Reproduce the records word for word, starting at the beginning of the records and ending with the line that contains "positive clicks: (264, 37)", both ends included. Leave the pictures out of your answer.

BEGIN AVAILABLE RECORDS

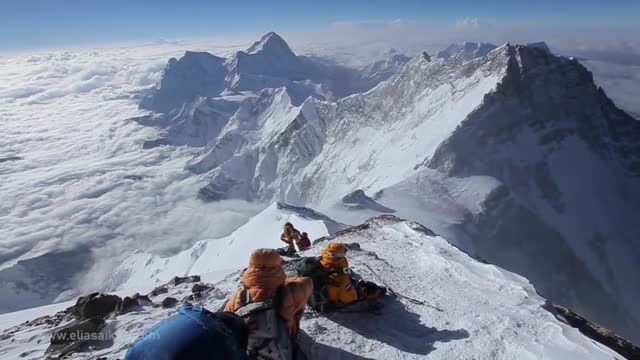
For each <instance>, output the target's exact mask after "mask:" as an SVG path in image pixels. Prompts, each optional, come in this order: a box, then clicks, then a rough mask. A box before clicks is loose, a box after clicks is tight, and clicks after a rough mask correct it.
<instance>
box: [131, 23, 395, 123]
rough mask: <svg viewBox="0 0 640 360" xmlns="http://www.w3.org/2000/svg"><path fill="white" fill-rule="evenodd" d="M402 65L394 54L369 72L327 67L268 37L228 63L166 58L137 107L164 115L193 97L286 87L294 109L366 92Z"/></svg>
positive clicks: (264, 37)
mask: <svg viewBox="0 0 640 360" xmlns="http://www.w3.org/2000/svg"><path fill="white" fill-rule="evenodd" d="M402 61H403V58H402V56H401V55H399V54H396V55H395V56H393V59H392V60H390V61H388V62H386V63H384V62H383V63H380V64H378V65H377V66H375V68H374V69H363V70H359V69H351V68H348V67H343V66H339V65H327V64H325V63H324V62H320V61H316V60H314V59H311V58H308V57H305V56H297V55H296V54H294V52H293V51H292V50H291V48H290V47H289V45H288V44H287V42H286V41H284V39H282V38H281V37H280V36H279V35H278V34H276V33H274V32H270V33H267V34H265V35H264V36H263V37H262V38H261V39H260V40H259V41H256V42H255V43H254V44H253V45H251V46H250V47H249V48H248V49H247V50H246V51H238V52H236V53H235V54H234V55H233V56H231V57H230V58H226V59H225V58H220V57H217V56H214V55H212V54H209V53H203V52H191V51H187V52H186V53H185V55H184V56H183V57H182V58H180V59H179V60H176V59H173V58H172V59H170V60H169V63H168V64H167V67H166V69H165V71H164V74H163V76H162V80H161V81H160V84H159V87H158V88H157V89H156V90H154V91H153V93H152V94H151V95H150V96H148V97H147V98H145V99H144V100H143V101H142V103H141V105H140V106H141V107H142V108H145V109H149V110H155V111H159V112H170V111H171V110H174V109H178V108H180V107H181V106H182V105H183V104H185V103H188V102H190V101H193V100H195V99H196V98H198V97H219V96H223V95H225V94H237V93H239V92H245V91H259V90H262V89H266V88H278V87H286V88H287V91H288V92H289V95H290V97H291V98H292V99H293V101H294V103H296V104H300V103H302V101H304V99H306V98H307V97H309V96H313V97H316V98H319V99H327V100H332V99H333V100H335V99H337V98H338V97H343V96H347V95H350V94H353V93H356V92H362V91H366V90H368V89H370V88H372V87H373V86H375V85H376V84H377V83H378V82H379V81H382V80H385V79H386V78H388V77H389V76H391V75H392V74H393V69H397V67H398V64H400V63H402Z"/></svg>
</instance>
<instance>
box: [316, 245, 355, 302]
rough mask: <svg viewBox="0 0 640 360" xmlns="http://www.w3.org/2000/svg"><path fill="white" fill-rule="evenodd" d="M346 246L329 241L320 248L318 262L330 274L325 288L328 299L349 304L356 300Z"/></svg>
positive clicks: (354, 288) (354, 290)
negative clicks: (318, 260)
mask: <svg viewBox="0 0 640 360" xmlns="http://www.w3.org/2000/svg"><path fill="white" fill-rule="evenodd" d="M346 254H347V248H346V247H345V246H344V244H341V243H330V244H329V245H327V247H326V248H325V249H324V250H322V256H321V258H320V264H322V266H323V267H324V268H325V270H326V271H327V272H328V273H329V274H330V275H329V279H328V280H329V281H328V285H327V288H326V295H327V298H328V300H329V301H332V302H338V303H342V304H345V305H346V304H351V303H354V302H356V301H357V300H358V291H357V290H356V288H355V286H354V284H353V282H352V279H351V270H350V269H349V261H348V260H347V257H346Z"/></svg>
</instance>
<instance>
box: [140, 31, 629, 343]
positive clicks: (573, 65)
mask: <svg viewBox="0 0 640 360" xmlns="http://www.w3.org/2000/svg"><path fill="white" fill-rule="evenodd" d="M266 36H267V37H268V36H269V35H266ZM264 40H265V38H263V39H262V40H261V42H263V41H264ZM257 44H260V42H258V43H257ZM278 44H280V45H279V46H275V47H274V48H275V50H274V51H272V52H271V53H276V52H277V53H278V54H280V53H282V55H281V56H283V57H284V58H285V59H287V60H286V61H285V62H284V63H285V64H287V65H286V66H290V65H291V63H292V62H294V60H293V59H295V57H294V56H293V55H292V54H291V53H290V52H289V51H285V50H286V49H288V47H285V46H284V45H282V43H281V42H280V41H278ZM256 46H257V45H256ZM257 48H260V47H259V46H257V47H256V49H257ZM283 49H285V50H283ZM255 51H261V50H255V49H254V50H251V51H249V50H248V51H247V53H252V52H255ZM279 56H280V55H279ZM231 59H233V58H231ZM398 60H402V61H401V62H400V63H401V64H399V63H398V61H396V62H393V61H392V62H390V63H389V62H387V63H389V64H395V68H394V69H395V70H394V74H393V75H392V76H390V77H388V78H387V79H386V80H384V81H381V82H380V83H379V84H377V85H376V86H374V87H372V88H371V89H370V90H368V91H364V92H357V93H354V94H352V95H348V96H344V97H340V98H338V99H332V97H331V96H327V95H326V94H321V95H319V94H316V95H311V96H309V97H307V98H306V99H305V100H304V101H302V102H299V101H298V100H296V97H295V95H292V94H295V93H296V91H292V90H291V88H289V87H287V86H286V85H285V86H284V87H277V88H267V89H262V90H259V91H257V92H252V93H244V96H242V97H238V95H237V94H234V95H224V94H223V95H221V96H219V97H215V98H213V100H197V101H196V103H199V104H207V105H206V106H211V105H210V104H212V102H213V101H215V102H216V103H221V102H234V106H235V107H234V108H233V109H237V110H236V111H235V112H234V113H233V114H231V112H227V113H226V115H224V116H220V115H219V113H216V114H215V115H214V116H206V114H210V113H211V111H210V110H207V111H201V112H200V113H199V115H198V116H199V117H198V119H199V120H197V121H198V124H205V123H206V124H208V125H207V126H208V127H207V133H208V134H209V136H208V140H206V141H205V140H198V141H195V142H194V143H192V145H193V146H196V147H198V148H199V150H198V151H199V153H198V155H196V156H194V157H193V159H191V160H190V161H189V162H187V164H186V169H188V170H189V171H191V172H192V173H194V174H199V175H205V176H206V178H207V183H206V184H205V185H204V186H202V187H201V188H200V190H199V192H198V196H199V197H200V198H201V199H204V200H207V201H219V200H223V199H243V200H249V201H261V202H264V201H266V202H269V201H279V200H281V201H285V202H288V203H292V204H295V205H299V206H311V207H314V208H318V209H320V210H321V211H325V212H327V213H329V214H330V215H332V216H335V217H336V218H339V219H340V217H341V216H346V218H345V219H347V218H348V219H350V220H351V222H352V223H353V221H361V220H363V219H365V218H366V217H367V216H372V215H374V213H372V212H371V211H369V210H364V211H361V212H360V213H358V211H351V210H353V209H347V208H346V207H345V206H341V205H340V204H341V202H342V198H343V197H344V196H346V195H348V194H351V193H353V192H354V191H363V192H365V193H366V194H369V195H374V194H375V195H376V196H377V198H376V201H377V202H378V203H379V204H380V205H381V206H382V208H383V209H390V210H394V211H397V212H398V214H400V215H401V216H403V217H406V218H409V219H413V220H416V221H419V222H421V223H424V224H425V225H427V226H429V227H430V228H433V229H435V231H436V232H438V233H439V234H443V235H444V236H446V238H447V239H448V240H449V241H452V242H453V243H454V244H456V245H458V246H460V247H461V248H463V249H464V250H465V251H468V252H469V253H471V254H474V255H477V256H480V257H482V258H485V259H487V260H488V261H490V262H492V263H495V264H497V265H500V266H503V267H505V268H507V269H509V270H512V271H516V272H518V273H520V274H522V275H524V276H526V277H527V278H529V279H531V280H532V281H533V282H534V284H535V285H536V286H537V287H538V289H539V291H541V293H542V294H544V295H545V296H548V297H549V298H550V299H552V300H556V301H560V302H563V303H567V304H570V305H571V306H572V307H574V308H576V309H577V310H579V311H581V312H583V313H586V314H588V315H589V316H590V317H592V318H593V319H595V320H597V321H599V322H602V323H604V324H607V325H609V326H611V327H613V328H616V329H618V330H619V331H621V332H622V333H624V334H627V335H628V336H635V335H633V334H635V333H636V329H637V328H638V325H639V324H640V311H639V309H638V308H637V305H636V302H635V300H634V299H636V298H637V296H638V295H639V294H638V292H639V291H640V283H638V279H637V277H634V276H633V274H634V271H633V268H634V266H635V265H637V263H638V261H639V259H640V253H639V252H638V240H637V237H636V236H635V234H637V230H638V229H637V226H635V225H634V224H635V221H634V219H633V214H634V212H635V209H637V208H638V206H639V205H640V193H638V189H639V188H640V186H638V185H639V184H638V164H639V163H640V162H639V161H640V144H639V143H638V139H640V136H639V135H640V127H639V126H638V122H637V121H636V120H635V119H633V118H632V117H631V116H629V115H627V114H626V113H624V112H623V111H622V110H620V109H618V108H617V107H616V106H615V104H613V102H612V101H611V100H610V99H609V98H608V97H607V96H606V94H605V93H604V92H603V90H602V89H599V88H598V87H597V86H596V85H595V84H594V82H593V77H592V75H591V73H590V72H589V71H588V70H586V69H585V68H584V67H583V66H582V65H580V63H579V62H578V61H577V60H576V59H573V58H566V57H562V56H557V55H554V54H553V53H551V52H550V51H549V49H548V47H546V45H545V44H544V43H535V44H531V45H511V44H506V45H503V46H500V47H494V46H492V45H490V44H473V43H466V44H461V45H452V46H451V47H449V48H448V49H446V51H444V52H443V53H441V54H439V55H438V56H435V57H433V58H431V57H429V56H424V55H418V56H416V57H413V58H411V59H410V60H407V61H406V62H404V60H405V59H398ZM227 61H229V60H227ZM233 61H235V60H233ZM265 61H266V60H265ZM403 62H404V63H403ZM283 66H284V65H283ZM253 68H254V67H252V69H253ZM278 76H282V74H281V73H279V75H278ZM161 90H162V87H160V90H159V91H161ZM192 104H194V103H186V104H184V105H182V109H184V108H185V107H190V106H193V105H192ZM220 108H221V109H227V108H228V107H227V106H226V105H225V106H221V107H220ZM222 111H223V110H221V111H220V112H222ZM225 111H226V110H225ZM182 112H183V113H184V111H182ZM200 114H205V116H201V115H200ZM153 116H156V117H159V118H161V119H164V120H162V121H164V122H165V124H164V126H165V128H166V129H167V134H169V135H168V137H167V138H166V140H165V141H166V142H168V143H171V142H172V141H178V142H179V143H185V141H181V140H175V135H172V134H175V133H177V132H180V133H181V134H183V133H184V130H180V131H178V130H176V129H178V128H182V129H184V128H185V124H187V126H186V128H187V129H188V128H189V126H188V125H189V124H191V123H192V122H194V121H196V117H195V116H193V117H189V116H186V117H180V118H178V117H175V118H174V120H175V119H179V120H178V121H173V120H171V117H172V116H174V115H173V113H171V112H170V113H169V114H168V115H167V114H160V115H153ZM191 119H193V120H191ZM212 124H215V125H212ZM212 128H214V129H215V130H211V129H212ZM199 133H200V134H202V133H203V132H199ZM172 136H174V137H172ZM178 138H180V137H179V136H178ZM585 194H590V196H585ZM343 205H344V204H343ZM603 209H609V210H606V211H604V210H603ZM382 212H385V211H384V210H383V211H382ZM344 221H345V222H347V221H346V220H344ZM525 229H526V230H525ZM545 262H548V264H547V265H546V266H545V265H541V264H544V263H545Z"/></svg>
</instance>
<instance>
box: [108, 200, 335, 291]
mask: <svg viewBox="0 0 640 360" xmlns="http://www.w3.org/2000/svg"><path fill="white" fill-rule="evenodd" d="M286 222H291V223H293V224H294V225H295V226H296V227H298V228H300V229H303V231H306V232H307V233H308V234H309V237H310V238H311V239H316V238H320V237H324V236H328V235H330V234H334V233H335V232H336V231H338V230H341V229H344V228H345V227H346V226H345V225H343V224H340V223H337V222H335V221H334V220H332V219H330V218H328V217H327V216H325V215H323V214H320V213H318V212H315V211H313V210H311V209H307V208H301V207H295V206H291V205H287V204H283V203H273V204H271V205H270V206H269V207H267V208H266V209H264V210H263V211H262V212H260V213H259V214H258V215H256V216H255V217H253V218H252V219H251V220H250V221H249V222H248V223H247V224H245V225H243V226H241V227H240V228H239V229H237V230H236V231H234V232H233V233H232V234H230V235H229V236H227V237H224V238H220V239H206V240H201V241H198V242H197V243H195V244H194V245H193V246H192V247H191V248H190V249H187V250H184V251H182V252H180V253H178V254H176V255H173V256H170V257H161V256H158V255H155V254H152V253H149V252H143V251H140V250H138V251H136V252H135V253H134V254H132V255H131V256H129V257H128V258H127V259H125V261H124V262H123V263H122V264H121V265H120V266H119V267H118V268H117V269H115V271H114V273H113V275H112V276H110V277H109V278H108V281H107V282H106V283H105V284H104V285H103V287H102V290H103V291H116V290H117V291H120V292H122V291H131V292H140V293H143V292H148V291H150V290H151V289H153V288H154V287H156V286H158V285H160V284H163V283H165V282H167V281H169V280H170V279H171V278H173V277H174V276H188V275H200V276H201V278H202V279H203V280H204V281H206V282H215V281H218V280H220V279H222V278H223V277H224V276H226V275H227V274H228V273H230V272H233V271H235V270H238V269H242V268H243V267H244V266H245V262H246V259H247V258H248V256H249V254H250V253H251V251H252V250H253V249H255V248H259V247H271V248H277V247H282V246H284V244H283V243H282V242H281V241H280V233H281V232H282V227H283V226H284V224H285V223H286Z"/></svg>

END AVAILABLE RECORDS

> _ANSWER TO THE PROBLEM_
For each <instance>, output the target's exact mask after "mask:" as an SVG path in image pixels. Prompts, each optional, come in this order: a box, then clicks, then a rough mask. A box before clicks is loose, a box after clicks is tight, and clicks after a rough mask correct it.
<instance>
box: [131, 23, 395, 123]
rough mask: <svg viewBox="0 0 640 360" xmlns="http://www.w3.org/2000/svg"><path fill="white" fill-rule="evenodd" d="M402 65L394 54L369 72L327 67L268 37L228 63L166 58L137 107L164 115L193 97L286 87L294 109L366 92Z"/></svg>
positive clicks: (264, 37)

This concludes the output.